_PROVIDED PASSAGE_

FANTASYLAND: A Season on Baseball’s Lunatic Fringe, by Sam Walker. Viking, 354 pp., $25.95.
Newsday, March 26, 2006
Robert Coover built “The Universal Baseball Association, Inc., J. Henry Waugh, Prop.” around a solitary accountant so engrossed in an elaborate baseball-simulation game he devised that he loses touch with reality. J. Henry Waugh (whose initials suggest he is the supreme being in this fictional universe) spends his time rolling dice, not reading the sports pages or trolling the Web. But in other ways, Coover’s 1968 novel anticipates Rotisserie baseball, in which players cobble together rosters of individual ballplayers and compete based on their aggregated statistics. There have probably been casual fantasy-baseball players, but I’ve certainly never met one, and Roto drafts can trigger a kind of March madness. What else do you call the Florida man who, on medical leave from his job as an air-traffic controller, spent 70-hour weeks scouting for his 41 separate Rotisserie teams, if not the second coming of Henry Waugh?

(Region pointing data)
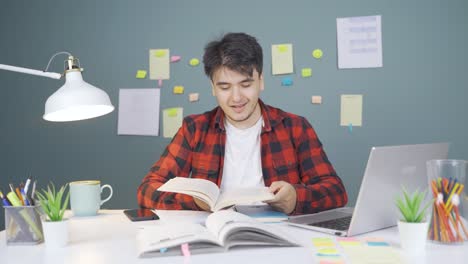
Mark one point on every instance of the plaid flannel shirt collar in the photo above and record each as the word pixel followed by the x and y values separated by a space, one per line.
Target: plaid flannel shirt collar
pixel 271 117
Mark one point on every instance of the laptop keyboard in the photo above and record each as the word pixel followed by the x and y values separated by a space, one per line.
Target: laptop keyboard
pixel 337 224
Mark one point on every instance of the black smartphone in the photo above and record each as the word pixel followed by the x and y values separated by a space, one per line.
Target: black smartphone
pixel 140 214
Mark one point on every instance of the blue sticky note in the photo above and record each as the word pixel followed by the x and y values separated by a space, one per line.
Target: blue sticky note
pixel 378 244
pixel 286 81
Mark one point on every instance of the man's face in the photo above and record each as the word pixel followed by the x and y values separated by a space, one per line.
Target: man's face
pixel 237 95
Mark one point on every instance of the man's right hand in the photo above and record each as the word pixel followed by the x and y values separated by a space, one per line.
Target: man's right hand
pixel 202 205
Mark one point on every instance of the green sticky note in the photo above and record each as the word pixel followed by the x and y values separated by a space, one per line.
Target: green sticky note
pixel 317 53
pixel 306 72
pixel 141 74
pixel 282 48
pixel 172 112
pixel 160 53
pixel 194 62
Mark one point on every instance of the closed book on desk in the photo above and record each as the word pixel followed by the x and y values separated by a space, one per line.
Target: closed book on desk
pixel 209 192
pixel 224 230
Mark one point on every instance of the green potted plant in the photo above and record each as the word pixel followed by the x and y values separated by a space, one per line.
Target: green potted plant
pixel 54 203
pixel 413 224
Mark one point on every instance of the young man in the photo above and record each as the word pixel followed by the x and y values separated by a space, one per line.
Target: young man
pixel 244 142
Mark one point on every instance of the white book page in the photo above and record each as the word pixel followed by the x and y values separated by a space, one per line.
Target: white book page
pixel 219 220
pixel 202 189
pixel 151 238
pixel 243 196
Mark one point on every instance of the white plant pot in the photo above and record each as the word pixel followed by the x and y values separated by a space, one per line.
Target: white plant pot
pixel 55 233
pixel 413 236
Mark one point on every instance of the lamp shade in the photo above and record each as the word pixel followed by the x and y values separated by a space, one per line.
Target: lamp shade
pixel 76 100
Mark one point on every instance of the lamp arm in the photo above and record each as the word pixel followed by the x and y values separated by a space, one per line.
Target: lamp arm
pixel 52 75
pixel 53 56
pixel 44 73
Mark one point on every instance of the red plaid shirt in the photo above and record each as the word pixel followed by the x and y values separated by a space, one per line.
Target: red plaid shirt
pixel 290 150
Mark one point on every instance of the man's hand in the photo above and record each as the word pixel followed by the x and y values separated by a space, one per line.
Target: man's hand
pixel 202 205
pixel 285 197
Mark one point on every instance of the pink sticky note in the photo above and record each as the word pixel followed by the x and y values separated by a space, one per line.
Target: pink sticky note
pixel 346 239
pixel 185 250
pixel 175 58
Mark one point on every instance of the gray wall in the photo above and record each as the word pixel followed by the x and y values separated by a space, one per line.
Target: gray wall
pixel 419 96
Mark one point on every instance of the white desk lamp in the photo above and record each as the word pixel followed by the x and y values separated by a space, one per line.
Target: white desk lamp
pixel 76 99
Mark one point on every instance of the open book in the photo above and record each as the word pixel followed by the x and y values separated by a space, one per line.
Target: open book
pixel 224 230
pixel 209 192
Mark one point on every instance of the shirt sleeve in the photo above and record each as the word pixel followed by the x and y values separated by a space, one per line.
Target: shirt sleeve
pixel 174 162
pixel 321 188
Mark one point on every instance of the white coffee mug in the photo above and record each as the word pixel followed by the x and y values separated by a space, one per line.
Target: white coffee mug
pixel 85 197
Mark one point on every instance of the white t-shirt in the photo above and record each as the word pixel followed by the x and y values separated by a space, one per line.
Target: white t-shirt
pixel 242 158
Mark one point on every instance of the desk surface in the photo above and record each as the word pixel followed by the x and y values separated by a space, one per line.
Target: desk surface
pixel 111 238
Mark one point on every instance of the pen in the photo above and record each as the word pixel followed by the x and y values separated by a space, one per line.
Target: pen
pixel 4 200
pixel 14 200
pixel 26 186
pixel 33 192
pixel 20 197
pixel 25 199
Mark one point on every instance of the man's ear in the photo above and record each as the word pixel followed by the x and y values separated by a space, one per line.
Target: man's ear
pixel 212 88
pixel 262 84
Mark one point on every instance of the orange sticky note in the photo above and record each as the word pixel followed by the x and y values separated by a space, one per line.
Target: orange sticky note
pixel 193 97
pixel 178 89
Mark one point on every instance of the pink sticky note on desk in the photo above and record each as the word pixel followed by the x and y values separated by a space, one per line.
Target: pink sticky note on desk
pixel 175 58
pixel 185 250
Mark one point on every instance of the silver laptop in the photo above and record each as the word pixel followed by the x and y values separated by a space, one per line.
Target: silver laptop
pixel 388 168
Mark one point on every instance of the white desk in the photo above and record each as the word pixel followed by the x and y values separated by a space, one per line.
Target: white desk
pixel 111 238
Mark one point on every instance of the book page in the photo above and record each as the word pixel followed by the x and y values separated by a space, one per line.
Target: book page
pixel 243 196
pixel 235 229
pixel 150 239
pixel 218 220
pixel 202 189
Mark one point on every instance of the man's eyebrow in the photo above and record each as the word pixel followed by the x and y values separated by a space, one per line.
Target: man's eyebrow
pixel 248 79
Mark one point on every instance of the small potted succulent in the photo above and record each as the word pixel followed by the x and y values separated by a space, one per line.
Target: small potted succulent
pixel 54 203
pixel 413 224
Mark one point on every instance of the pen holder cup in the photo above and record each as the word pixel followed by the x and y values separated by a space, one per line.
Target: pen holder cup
pixel 23 225
pixel 448 224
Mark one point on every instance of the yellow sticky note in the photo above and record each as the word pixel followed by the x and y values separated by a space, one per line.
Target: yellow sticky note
pixel 322 239
pixel 141 74
pixel 317 53
pixel 316 99
pixel 193 97
pixel 349 243
pixel 282 59
pixel 328 250
pixel 194 62
pixel 282 48
pixel 172 112
pixel 306 72
pixel 351 110
pixel 323 244
pixel 159 60
pixel 172 121
pixel 178 89
pixel 160 53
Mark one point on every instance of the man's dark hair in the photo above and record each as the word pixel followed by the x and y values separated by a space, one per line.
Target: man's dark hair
pixel 236 51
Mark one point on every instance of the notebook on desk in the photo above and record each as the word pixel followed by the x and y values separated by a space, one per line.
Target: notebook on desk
pixel 388 168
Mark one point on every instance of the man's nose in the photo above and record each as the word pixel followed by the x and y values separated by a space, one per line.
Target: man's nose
pixel 236 94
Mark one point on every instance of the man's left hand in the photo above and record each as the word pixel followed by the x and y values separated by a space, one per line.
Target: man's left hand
pixel 285 197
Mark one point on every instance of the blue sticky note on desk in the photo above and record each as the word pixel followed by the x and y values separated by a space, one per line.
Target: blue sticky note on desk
pixel 378 244
pixel 286 81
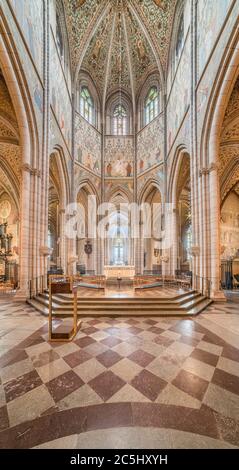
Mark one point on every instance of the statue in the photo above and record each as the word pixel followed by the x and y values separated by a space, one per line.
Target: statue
pixel 97 48
pixel 161 3
pixel 109 169
pixel 79 3
pixel 129 169
pixel 141 49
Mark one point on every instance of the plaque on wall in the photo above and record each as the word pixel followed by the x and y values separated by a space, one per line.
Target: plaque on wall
pixel 5 209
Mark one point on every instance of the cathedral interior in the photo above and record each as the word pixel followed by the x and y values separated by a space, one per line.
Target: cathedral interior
pixel 119 176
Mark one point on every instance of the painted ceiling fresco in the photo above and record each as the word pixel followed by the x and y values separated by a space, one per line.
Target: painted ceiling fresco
pixel 117 41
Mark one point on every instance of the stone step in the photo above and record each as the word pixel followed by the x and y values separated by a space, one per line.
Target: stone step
pixel 58 301
pixel 192 307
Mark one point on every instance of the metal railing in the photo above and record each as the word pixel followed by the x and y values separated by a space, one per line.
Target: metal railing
pixel 202 285
pixel 37 285
pixel 7 288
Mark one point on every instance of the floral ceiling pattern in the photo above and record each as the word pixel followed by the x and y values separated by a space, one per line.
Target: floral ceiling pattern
pixel 119 40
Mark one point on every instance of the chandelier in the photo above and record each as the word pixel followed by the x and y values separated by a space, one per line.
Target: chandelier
pixel 5 242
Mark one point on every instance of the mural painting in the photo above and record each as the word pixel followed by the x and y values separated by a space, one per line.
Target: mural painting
pixel 60 100
pixel 150 145
pixel 88 145
pixel 211 15
pixel 119 157
pixel 29 15
pixel 180 94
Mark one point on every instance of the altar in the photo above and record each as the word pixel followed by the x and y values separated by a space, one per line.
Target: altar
pixel 127 272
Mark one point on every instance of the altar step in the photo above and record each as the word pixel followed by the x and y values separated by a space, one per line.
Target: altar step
pixel 187 303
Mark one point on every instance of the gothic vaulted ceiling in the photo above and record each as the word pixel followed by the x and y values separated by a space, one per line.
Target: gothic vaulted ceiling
pixel 119 42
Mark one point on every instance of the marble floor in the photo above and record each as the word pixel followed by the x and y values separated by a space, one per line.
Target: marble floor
pixel 147 382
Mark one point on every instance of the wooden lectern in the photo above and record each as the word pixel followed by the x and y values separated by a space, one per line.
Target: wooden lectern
pixel 59 284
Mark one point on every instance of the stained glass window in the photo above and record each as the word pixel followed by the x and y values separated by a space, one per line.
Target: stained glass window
pixel 151 108
pixel 87 105
pixel 180 37
pixel 120 120
pixel 59 37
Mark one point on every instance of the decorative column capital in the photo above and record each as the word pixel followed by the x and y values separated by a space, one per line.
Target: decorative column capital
pixel 29 169
pixel 203 171
pixel 213 167
pixel 45 251
pixel 195 251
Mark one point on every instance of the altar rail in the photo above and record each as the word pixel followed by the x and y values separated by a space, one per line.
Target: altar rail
pixel 119 271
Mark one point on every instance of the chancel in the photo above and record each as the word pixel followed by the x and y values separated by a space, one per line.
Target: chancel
pixel 119 224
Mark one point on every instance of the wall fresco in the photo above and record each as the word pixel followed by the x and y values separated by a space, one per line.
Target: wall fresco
pixel 33 81
pixel 210 17
pixel 29 15
pixel 179 99
pixel 60 99
pixel 207 80
pixel 88 145
pixel 150 145
pixel 119 156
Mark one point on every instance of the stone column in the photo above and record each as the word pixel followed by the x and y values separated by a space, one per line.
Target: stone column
pixel 62 243
pixel 215 248
pixel 25 233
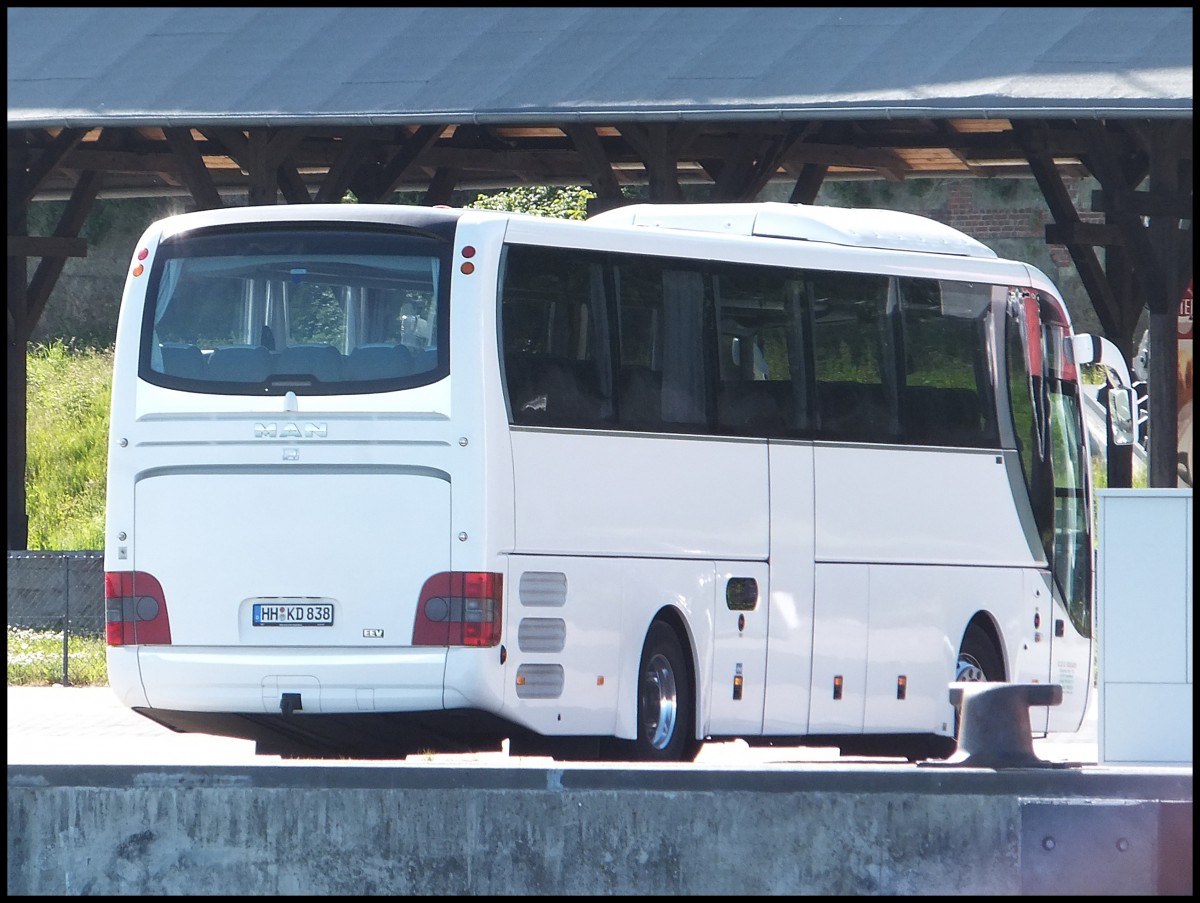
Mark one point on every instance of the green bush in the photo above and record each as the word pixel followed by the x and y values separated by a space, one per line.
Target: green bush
pixel 67 446
pixel 35 658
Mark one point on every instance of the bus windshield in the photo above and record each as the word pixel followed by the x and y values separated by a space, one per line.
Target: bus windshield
pixel 313 311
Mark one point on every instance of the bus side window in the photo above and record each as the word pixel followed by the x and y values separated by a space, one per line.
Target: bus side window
pixel 849 358
pixel 947 396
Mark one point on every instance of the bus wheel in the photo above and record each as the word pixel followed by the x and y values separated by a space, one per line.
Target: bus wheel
pixel 978 658
pixel 665 700
pixel 978 661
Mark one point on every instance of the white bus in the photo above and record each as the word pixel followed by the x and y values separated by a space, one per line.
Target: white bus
pixel 385 479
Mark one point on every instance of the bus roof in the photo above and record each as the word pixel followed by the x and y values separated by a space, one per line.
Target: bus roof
pixel 886 229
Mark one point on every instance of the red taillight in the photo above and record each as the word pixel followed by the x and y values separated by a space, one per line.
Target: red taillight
pixel 135 609
pixel 460 608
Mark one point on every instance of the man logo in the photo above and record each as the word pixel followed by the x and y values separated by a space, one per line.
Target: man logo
pixel 291 431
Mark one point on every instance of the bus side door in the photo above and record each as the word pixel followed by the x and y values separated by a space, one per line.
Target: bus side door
pixel 739 649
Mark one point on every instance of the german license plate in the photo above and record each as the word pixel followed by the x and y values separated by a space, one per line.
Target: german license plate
pixel 293 614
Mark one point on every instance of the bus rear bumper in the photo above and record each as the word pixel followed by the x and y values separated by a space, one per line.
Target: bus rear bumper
pixel 289 681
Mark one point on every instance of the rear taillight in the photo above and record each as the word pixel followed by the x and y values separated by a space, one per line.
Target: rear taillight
pixel 460 608
pixel 135 609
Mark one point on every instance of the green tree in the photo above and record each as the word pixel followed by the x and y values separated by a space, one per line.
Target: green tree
pixel 565 203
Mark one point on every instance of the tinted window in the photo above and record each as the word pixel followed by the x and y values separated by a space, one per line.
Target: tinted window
pixel 309 310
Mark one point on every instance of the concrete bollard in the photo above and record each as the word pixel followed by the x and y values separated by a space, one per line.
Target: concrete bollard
pixel 994 723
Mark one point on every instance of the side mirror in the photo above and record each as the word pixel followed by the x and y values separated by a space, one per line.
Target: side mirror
pixel 1122 404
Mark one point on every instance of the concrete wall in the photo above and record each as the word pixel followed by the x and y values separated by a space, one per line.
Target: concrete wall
pixel 414 829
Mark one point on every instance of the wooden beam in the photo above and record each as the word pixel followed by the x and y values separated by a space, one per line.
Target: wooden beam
pixel 192 169
pixel 406 156
pixel 1144 203
pixel 47 274
pixel 24 186
pixel 1062 208
pixel 1084 233
pixel 47 246
pixel 595 161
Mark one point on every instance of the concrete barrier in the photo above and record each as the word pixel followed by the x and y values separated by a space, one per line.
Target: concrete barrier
pixel 583 830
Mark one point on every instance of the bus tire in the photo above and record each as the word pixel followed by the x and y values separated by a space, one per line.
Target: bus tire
pixel 978 661
pixel 665 700
pixel 978 657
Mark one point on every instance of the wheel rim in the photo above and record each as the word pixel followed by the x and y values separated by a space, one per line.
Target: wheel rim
pixel 969 669
pixel 659 701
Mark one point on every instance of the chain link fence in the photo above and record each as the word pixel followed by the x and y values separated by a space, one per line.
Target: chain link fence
pixel 58 592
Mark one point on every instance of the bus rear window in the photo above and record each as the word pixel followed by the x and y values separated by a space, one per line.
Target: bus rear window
pixel 315 311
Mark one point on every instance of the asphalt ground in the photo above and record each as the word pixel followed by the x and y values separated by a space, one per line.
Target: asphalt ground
pixel 88 725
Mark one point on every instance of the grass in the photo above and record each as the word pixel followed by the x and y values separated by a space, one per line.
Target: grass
pixel 35 658
pixel 67 446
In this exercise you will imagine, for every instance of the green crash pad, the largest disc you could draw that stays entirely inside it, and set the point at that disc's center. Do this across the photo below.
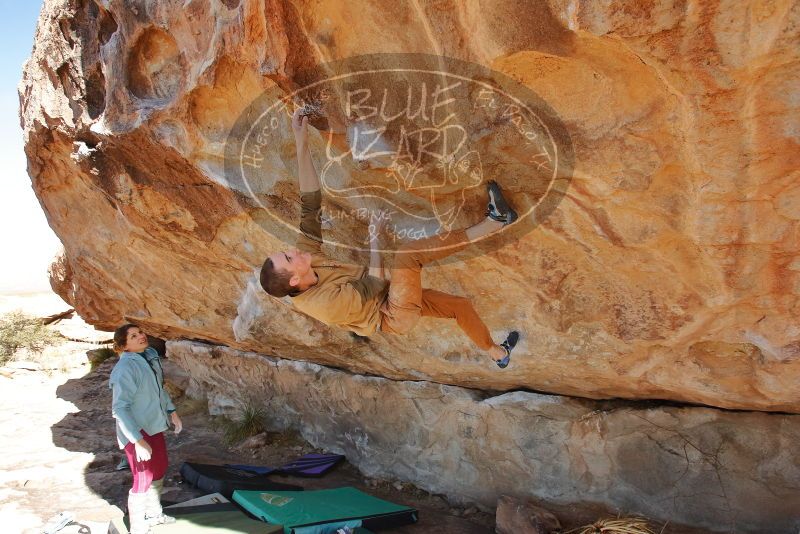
(322, 511)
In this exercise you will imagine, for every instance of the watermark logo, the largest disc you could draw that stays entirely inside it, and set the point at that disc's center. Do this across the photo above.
(409, 141)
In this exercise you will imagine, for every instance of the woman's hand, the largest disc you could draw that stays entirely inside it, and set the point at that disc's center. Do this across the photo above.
(300, 127)
(176, 421)
(143, 451)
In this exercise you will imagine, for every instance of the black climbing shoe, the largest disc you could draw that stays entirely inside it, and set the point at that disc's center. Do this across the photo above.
(508, 345)
(499, 210)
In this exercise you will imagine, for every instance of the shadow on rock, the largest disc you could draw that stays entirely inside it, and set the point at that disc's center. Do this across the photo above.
(91, 430)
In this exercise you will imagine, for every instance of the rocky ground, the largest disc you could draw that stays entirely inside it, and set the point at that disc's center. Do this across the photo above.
(58, 451)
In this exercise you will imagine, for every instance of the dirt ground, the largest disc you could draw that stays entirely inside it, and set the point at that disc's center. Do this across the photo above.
(58, 450)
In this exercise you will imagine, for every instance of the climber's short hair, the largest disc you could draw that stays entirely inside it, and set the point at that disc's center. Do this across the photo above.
(274, 281)
(121, 337)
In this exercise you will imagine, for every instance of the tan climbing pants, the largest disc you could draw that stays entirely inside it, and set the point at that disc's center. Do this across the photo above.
(408, 300)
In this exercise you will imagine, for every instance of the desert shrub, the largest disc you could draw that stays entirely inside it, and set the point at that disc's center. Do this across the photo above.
(249, 422)
(20, 331)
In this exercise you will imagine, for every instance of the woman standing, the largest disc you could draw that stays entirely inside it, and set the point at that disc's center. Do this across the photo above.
(142, 408)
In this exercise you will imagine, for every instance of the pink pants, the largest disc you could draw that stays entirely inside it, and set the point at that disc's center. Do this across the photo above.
(144, 473)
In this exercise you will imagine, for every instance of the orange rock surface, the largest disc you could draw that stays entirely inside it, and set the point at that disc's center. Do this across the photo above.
(669, 270)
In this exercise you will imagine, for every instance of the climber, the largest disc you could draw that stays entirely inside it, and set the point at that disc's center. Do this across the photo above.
(361, 300)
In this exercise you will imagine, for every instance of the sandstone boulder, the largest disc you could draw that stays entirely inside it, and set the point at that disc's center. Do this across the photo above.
(724, 471)
(669, 269)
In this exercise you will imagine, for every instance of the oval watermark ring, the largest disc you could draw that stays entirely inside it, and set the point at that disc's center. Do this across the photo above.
(412, 138)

_WHAT IS REQUIRED_
Continue the Fantasyland book review from the point where it stops.

_TASK OUTPUT_
Sam Walker, who relates the preceding anecdote in “Fantasyland,” has little in common with Waugh. Not only does Walker have a wife and plenty of friends, but, as a sportswriter for The Wall Street Journal, he’s a baseball insider. Wary of the addictiveness of fantasy sports, Walker always kept his distance until he wrote about it and realized that, while covering baseball had sapped any pleasure he used to derive from the game, Roto players maintained “an emotional investment in the outcome of every pitch.” So he decided to immerse himself in the fantasy-baseball subculture for the 2004 season and write a book about the experience.
Walker is a novice, but he talks his way into Tout Wars, an expert league of professional pundits who provide statistics, gossip and analysis for fantasy-baseball amateurs. At first, he thinks his press pass and front-office contacts will give him an edge but discovers that other touts also show up for spring training. Quickly overwhelmed, Walker hires two assistants: Sig, a moonlighting NASA mathematician with decades of player statistics on his laptop, and Nando, a baseball-crazed college graduate charged with entering every tidbit he finds on the Internet – injuries, hobbies, expressions of religious fervor – into a database called Hunchmaster.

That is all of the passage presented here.